Exercise instructions:
• a. Please repeat everything from "I despise people" down to "you ask me." in the Fediverse thread, switching "village" to "town".
• b. Decide whether each statement below agrees with the Fediverse thread, giving yes or no along with the exact words of the thread that settle it. (i) The first post says 95% of everything is shit. (ii) @trinsec says they have barely used block and mute in recent weeks. (iii) The last post says Parler was certainly an FBI honeypot.

Source text:

|---|

Remember that old Latin dictum: “Homo sum, humani nihil a me alienum puto?” In my case, there's one thing I do consider alien, and that's being afraid of the unknown, and especially of unknown, different people.
I'm reading a thread where someone is expressing their fear of a massive migration to Fedi from Twitter. It all feels xenophobic and egotistic. “I liked it when my world was just my own little bubble, but, with every expansion, it became less and less my own, and I hate that.”
Well, I don't. I like meeting new people, visting new places, listening to new languages and exposing myself to different points of view. And, yes, I still use the mute button more times than I'd care to count, because I'm also aware that 95% of everything is shit, but you have to expose yourself to it if you want to discover that 5% that's really worth it.
I despise people who are not open that way. You don't have to like everything (I certainly don't), but why would you preemptively close yourself to it? It feels narcissistic: “I have never left my tiny village, but it's obvious to me that there can be nothing better beyond its border walls.” Smol brain, if you ask me.
@lebronjames75 I wholeheartedly agree, sir, with extra emphasis on my name being funny.
@josemanuel I think the recent concern might be that the latest mass migration might be filled with the kind of people that they don't want to see around.
So for them, instead of 95% of shit, it might be 99,99% of shit.
@trinsec That's the thing. Nobody forces anybody to see anybody around. Some people fear new people like the block and mute buttons didn't exist.
To my mind, using those when necessary is better than keeping others away by being passive-aggressive and then, when they leave disgusted or bored, nudging themselves and say: “See? We were right about them.”
@josemanuel Oh I'm using my block and mute very liberally the last weeks. ;) But I guess there are people who want a gated community. In a way I can understand that, sometimes you just want a cozy blanket, heh.
But then... If you want that and if they're convinced others want that, you can always have your own instance where you only federate with certain instances. That's actually the power of a federation, it doesn't need to be -one- federation.
@trinsec
> sometimes you just want a cozy blanket, heh.
I can understand it, too, but it feels childish. And not because of the metaphor.
> you can always have your own instance where you only federate with certain instances
That's why I found the original thread to be xenophobic. Because, of course, you can do what you suggest (and they have!), but they'd still find some other argument against welcoming new people. In this case, The Culture: “They're coming to change The Culture!” Smol brain indeed.
@FailForward I may be wrong, but Parler was probably an FBI honeypot. That said, nobody is forced to interact with them or give them refuge if they break their instances' rules. As long as admins do their work properly, what's there to fear?
Furthermore, haven't we talked since forever about how the Fediverse is so resistant to censorship due to its decentralised nature?

|---|

Material provided:
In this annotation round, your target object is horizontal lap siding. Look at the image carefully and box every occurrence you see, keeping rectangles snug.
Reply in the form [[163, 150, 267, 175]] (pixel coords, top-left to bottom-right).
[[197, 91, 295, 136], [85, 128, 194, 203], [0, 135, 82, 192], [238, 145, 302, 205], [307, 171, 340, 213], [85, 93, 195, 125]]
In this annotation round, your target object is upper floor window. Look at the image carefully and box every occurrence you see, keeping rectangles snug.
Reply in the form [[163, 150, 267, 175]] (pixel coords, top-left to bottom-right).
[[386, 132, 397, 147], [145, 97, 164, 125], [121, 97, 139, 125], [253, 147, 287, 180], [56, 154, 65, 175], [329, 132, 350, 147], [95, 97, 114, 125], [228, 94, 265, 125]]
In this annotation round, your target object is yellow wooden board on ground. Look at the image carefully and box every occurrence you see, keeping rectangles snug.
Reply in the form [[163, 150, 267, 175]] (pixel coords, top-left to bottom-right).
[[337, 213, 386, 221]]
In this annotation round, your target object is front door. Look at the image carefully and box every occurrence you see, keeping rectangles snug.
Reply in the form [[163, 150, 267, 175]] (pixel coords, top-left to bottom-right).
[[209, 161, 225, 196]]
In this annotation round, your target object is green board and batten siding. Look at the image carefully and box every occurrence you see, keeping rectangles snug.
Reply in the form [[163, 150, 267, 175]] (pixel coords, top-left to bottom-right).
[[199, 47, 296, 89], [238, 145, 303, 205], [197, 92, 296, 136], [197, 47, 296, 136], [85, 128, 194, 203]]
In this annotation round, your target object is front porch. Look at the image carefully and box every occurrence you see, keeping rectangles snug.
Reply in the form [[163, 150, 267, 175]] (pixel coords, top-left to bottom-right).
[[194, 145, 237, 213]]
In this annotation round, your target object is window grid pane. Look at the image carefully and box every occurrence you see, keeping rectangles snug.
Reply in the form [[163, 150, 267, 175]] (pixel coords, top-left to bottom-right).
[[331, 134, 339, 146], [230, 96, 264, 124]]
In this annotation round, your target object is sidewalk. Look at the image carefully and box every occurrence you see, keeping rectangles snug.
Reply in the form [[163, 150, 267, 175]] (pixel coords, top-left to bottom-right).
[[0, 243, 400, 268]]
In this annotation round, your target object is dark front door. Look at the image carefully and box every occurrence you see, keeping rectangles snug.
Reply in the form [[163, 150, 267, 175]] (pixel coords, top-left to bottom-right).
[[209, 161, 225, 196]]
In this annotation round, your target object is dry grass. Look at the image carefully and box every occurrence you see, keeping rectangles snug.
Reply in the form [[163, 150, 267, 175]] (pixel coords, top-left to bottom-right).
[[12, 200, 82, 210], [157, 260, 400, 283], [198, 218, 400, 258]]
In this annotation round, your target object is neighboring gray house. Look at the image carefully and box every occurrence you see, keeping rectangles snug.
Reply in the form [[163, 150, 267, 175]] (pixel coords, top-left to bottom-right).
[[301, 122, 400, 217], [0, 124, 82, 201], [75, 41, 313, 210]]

|---|

Answer list:
• a.
I despise people who are not open that way. You don't have to like everything (I certainly don't), but why would you preemptively close yourself to it? It feels narcissistic: “I have never left my tiny town, but it's obvious to me that there can be nothing better beyond its border walls.” Smol brain, if you ask me.

• b.
(i) Yes: "I'm also aware that 95% of everything is shit"
(ii) No: "Oh I'm using my block and mute very liberally the last weeks."
(iii) No: "I may be wrong, but Parler was probably an FBI honeypot."